◆ **Records for the task**:
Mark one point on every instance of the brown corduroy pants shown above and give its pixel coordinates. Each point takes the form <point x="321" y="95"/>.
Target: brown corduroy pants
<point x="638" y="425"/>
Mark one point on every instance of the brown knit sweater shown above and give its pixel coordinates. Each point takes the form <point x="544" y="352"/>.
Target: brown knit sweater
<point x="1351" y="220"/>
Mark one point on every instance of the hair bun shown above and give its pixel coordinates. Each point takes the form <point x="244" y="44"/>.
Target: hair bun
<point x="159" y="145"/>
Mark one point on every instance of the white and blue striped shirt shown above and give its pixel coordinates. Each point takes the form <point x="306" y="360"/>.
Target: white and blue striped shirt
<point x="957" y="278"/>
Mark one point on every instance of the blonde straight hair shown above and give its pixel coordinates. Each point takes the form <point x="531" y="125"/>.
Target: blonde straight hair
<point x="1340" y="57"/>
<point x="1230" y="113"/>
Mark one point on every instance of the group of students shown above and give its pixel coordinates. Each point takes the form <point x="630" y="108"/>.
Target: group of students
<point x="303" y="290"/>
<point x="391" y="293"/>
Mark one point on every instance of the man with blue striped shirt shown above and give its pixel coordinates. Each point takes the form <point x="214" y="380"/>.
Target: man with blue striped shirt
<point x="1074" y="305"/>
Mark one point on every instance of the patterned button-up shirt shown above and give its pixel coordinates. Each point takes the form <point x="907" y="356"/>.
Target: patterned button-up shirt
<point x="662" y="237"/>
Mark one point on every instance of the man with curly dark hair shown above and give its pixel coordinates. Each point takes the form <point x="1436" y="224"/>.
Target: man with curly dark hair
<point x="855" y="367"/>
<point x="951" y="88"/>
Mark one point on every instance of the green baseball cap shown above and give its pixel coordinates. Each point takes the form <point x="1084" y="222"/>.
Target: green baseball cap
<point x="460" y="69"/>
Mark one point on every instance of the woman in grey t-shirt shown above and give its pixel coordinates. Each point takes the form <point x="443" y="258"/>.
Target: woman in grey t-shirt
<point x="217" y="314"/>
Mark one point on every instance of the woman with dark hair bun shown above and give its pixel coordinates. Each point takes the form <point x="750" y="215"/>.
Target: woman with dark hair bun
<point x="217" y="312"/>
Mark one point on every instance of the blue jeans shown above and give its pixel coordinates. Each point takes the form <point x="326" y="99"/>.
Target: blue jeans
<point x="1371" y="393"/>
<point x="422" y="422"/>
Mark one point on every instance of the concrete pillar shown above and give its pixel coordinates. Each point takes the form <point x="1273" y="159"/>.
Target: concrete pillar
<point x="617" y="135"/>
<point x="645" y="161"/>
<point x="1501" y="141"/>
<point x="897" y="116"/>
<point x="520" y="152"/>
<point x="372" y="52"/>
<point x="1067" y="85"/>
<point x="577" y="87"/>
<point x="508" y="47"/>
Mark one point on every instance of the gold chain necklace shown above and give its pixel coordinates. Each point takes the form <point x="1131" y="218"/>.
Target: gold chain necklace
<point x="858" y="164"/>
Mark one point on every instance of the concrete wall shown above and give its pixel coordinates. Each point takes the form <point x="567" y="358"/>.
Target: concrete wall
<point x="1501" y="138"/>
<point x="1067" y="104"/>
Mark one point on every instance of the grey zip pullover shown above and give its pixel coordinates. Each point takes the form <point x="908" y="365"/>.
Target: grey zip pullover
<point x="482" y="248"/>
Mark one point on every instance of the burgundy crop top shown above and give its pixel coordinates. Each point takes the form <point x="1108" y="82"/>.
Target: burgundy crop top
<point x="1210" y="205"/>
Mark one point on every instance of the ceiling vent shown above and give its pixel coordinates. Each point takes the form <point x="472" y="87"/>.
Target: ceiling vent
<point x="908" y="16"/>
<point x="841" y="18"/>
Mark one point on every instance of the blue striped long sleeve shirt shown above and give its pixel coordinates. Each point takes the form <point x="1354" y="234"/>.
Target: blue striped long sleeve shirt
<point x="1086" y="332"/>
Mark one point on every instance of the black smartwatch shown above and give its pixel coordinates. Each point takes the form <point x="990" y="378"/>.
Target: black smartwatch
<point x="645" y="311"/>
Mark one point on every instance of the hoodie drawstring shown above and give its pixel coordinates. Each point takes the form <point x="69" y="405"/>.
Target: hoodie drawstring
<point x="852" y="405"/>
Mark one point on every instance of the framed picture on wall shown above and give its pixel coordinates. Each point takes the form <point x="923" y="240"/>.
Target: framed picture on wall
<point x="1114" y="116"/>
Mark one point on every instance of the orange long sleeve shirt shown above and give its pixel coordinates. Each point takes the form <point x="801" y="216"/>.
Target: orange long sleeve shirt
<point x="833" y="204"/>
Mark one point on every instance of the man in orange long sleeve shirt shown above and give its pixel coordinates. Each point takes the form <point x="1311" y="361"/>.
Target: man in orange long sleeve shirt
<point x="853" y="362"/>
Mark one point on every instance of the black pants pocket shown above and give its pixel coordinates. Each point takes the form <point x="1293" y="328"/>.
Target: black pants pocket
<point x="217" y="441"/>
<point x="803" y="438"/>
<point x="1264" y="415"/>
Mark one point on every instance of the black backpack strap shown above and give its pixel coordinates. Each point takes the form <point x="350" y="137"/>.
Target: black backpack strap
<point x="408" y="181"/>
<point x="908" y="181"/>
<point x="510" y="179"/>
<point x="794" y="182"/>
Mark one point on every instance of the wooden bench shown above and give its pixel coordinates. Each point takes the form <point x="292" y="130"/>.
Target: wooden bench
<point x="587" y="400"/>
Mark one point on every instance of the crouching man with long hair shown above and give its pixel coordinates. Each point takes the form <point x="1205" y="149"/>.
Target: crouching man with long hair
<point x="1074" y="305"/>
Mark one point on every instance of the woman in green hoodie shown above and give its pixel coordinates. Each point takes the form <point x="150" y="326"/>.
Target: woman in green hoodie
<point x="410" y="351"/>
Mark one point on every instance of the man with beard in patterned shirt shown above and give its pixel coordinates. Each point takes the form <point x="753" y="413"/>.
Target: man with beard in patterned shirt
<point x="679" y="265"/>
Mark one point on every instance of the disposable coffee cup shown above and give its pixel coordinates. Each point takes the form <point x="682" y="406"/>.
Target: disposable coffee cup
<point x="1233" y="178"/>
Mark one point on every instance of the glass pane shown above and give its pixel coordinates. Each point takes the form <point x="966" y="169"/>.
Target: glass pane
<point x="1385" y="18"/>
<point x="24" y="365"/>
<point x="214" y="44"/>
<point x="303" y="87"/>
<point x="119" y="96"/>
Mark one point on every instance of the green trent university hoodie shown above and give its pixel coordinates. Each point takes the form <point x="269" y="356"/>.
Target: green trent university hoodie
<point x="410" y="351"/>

◆ **Problem to work on**: Print the data above exactly as it reads.

◆ **Answer to this task**:
Mark one point on every instance of the brown corduroy pants shown above and give its pixel coordinates. Each point takes the form <point x="321" y="95"/>.
Target: brown corduroy pants
<point x="638" y="425"/>
Mark one point on every instance of the brown knit sweater shown above and give its pixel coordinates. Each point takes the form <point x="544" y="352"/>.
Target: brown knit sweater
<point x="1351" y="220"/>
Mark one point on every instance of the hair bun shown above and give its pixel coordinates. Each point takes the form <point x="244" y="44"/>.
Target: hair bun
<point x="159" y="145"/>
Mark one point on every instance of the white and blue striped shirt shown above and give its pixel coordinates. Each point takes the form <point x="306" y="360"/>.
Target: white and blue striped shirt
<point x="957" y="278"/>
Mark one point on every instance of the blonde straight hair shown above and give its pixel coordinates. Each point takes the form <point x="531" y="125"/>.
Target: blonde straight hair
<point x="1340" y="57"/>
<point x="1230" y="113"/>
Mark one point on every instance of the group of students shown above and give its pixel coordinates. Each point takes the form <point x="630" y="108"/>.
Target: group of students
<point x="303" y="290"/>
<point x="391" y="293"/>
Mark one point on every instance of the man with blue striped shirt shown above and give its pixel coordinates. Each point takes the form <point x="214" y="380"/>.
Target: man with blue striped shirt
<point x="1074" y="305"/>
Mark one point on every instance of the patterned button-up shirt shown above and give its pixel coordinates. Each point takes the form <point x="907" y="356"/>.
Target: patterned button-up shirt
<point x="662" y="237"/>
Mark one point on every instance of the man with curly dark hair shown above and give its pixel coordinates. Each point takes the form <point x="1436" y="224"/>.
Target: man with curly dark hair
<point x="855" y="367"/>
<point x="951" y="88"/>
Mark one point on every instance of the green baseball cap shown above and give its pixel coordinates. Each point takes the form <point x="1084" y="222"/>.
Target: green baseball cap
<point x="460" y="69"/>
Mark one point on every instance of the woman in grey t-shirt shown above and give its pixel coordinates. Each point takes the form <point x="443" y="258"/>.
Target: woman in grey t-shirt
<point x="217" y="314"/>
Mark one point on every instance of the woman with dark hair bun shown above and give its pixel coordinates. Each point takes the form <point x="750" y="215"/>.
Target: woman with dark hair bun
<point x="217" y="312"/>
Mark one point on every instance of the blue jeans shown above and give its pixel coordinates. Each point takes the form <point x="326" y="99"/>.
Target: blue jeans
<point x="1371" y="393"/>
<point x="422" y="422"/>
Mark one point on every instance of the concrete pillar shown above and give its pixel coordinates. Each point takes the form <point x="1273" y="159"/>.
Target: concrete pillar
<point x="617" y="135"/>
<point x="645" y="161"/>
<point x="1501" y="141"/>
<point x="897" y="116"/>
<point x="520" y="152"/>
<point x="372" y="52"/>
<point x="1067" y="85"/>
<point x="577" y="87"/>
<point x="508" y="47"/>
Mark one point on every instance of the gold chain necklace shown above and give its pixel coordinates. Each point takes the form <point x="1131" y="218"/>.
Target: gold chain necklace
<point x="858" y="164"/>
Mark one point on every instance of the concrete wall shown above and give its pixel coordinates. Each point takes the form <point x="567" y="358"/>.
Target: concrete wall
<point x="1501" y="138"/>
<point x="1067" y="104"/>
Mark one point on every instance of the grey zip pullover shown above and give its pixel coordinates. Each point takes the form <point x="908" y="365"/>.
Target: grey zip pullover
<point x="482" y="248"/>
Mark one point on every instance of the burgundy crop top shown above and give its pixel coordinates. Each point takes the form <point x="1108" y="82"/>.
Target: burgundy crop top
<point x="1210" y="205"/>
Mark one point on every instance of the ceiling vent shown above and give its pixel coordinates. Each point takes the form <point x="472" y="87"/>.
Target: ceiling vent
<point x="908" y="16"/>
<point x="841" y="18"/>
Mark one point on every instance of the blue striped long sleeve shirt shown above and give its pixel coordinates. Each point takes the form <point x="1354" y="234"/>.
Target: blue striped long sleeve shirt
<point x="1086" y="332"/>
Mark one point on every instance of the black smartwatch shown above and give its pixel coordinates. Each point takes the form <point x="990" y="378"/>.
Target: black smartwatch
<point x="645" y="311"/>
Mark one point on every instance of the hoodie drawstring shown above and give its pixel coordinates. Each point takes the form <point x="69" y="405"/>.
Target: hoodie drawstring
<point x="852" y="405"/>
Mark one point on every instance of the framed picture on wall shown above and give its pixel coordinates. Each point takes the form <point x="923" y="240"/>.
Target: framed picture on wall
<point x="1114" y="116"/>
Mark one point on every instance of the orange long sleeve shirt shown above and give its pixel coordinates. Each point takes the form <point x="801" y="216"/>.
Target: orange long sleeve shirt
<point x="833" y="204"/>
Mark one point on every instance of the man in orange long sleeve shirt shown above and give its pixel coordinates. Each point takes the form <point x="1311" y="361"/>.
Target: man in orange long sleeve shirt
<point x="853" y="362"/>
Mark one point on every instance of the black pants pocket shown above and give its pixel coordinates. Each point takes the form <point x="1293" y="328"/>.
Target: black pants pocket
<point x="217" y="441"/>
<point x="803" y="438"/>
<point x="1264" y="415"/>
Mark one point on every instance of the black backpack strap shown above and give its pixel coordinates. Each point takes the form <point x="350" y="137"/>.
Target: black backpack strap
<point x="408" y="181"/>
<point x="908" y="181"/>
<point x="510" y="179"/>
<point x="794" y="182"/>
Mark one point on every instance of the wooden bench shown above and give its pixel coordinates. Each point takes the form <point x="292" y="130"/>.
Target: wooden bench
<point x="587" y="400"/>
Mark one point on every instance of the crouching man with long hair shown above and give its pixel coordinates. Each point takes the form <point x="1205" y="149"/>.
Target: crouching man with long hair
<point x="1074" y="305"/>
Mark one point on every instance of the woman in green hoodie shown above and give its pixel coordinates. Each point takes the form <point x="150" y="326"/>.
Target: woman in green hoodie
<point x="410" y="351"/>
Mark one point on every instance of the man with beard in patterned shirt shown above and give its pixel coordinates. Each point takes the form <point x="753" y="413"/>.
Target: man with beard in patterned shirt
<point x="679" y="265"/>
Mark one point on every instance of the disposable coffee cup shown above and give its pixel coordinates. Each point takes the form <point x="682" y="406"/>.
Target: disposable coffee cup
<point x="1233" y="178"/>
Mark one point on every instance of the glass pane shown above and give its pixel coordinates. Each point takes the form <point x="966" y="169"/>.
Target: glass pane
<point x="1385" y="18"/>
<point x="24" y="365"/>
<point x="214" y="44"/>
<point x="303" y="87"/>
<point x="119" y="96"/>
Mark one point on every instance of the green trent university hoodie shown above and give its pixel coordinates. Each point takes the form <point x="269" y="356"/>.
Target: green trent university hoodie
<point x="410" y="351"/>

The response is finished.